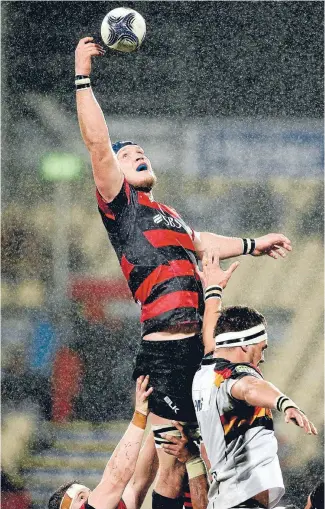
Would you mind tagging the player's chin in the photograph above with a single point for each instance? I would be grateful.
(146, 183)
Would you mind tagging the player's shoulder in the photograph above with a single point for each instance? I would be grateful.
(227, 369)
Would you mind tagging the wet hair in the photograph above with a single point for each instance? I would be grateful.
(238, 318)
(55, 499)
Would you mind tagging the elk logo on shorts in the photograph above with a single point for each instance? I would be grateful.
(171, 404)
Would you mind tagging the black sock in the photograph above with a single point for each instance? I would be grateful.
(161, 502)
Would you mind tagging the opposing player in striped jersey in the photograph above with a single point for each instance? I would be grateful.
(158, 253)
(234, 403)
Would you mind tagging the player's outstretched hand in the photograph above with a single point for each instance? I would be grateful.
(212, 273)
(84, 51)
(182, 447)
(273, 245)
(299, 418)
(142, 394)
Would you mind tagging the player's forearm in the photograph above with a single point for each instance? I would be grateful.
(199, 492)
(211, 314)
(91, 120)
(227, 246)
(261, 393)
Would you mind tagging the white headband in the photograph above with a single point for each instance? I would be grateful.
(71, 494)
(246, 337)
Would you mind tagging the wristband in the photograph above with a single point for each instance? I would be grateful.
(213, 291)
(139, 419)
(82, 81)
(248, 246)
(282, 403)
(195, 467)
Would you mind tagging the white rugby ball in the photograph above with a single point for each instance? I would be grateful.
(123, 29)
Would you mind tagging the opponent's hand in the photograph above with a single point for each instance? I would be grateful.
(84, 51)
(298, 418)
(142, 394)
(212, 273)
(182, 448)
(273, 245)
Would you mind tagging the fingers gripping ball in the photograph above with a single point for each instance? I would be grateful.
(123, 29)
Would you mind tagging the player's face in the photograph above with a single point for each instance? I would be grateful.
(136, 167)
(81, 499)
(258, 353)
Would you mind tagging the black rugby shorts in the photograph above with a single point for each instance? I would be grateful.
(171, 366)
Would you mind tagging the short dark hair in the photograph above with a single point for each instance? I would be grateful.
(238, 318)
(55, 499)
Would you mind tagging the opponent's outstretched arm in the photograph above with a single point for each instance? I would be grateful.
(107, 173)
(121, 464)
(272, 244)
(211, 276)
(257, 392)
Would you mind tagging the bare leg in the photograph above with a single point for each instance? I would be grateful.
(144, 475)
(171, 472)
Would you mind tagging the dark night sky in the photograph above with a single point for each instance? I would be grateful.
(199, 58)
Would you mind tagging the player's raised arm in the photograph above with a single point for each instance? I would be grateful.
(121, 465)
(260, 393)
(107, 174)
(274, 245)
(214, 280)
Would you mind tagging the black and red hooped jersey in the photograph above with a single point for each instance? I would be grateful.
(157, 256)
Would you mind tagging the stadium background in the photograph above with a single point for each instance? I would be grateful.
(226, 98)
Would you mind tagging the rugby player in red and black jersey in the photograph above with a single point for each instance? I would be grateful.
(158, 253)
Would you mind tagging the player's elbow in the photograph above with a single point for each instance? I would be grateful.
(251, 392)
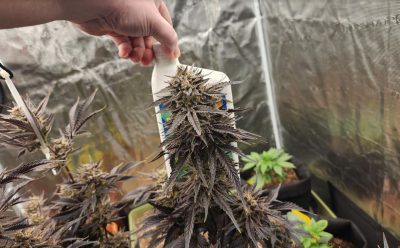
-------------------------
PROBLEM DESCRIPTION:
Please repeat all of the data above word for word, leaving out the pictures.

SOLUTION TO THIS PROBLEM:
Would you mind tagging the player's chin in the photograph above with a single point for each instance? I would be grateful.
(146, 183)
Would you mind tagging the player's shoulder in the photograph above with a single point for each instance? I would be grateful.
(227, 369)
Would you mind tagging the wet hair in the photograph above with a single point for each instance? I would be grateful.
(238, 318)
(55, 499)
Would you mind tagging the elk logo on shorts in the photograph above with a single point for each instance? I would be grateful.
(171, 404)
Would you mind tagging the black sock in the photograph above with a single point for each instance? I would be grateful.
(161, 502)
Would you mind tagging the opposing player in striped jersey in the photograph above with a single point for each instance? I would be grateful.
(158, 253)
(234, 403)
Would you mind tagging the player's outstretched hand in the photograph above with a single point for each instance? I would be grateful.
(212, 273)
(84, 51)
(182, 447)
(273, 245)
(299, 418)
(142, 394)
Would you mind tagging the player's forearm in the photograph above with a single point for each instance? I would be grateful.
(199, 492)
(211, 314)
(91, 120)
(227, 246)
(261, 393)
Would you mind tagging the white headband in the photograph above with a single point for each instance? I would be grateful.
(71, 494)
(246, 337)
Would you mind tagging the wristband in the photograph above with a single point for each instance? I would be grateful.
(213, 291)
(139, 419)
(82, 81)
(248, 246)
(282, 403)
(195, 467)
Would you mind tagging the white rugby ball in the photograph above with a single point for each instance? I would be grateful.
(123, 29)
Would you mind tagging the opponent's hand in the photograph above with a single point for each instance? I would be grateful.
(84, 51)
(298, 418)
(142, 394)
(212, 273)
(182, 448)
(273, 245)
Would you mind tagging the fingers gripping ball in the photograph above with a single point for each instance? I would be grateful.
(123, 29)
Would you mind tagging the player's face in the photograph above with a single point for each instance? I would be grateful.
(136, 167)
(81, 499)
(258, 353)
Would you mind tagging the black rugby shorts in the photograph above with a single point for each instance? I would be grateful.
(171, 366)
Would you mind tagging the short dark hair in the photograph above with a single point for each instance? I would be grateful.
(238, 318)
(55, 499)
Would you mind tagging the opponent's outstretched arm in the photograph above with a single point for each instance? I would be grateful.
(107, 173)
(121, 464)
(272, 244)
(211, 276)
(257, 392)
Would you mind tagging the bare leg in the photograph above with a single point for each instance? I would be grateful.
(144, 475)
(171, 472)
Would you mind tagging the dark night sky in the photograph above with a single point for each instance? I would be grateful.
(199, 58)
Would you mind tagging the player's raised arm in the photograph above with a single point for each instance? I would be grateful.
(121, 465)
(260, 393)
(107, 174)
(274, 245)
(214, 280)
Would you mind tagging the black and red hooped jersey in the photograph above with a single point for each instance? I would be grateful.
(157, 256)
Would you mind tagging the stadium background in the photograph above with a single point for each instance? I would be grateful.
(226, 98)
Would you mind tagging the rugby player in red and black jersey in the photograph above with a single point for each instance? I would be grateful.
(158, 253)
Would you mind tagging the player's elbow in the photograph above with a single point for each instance? I would be grateful.
(251, 392)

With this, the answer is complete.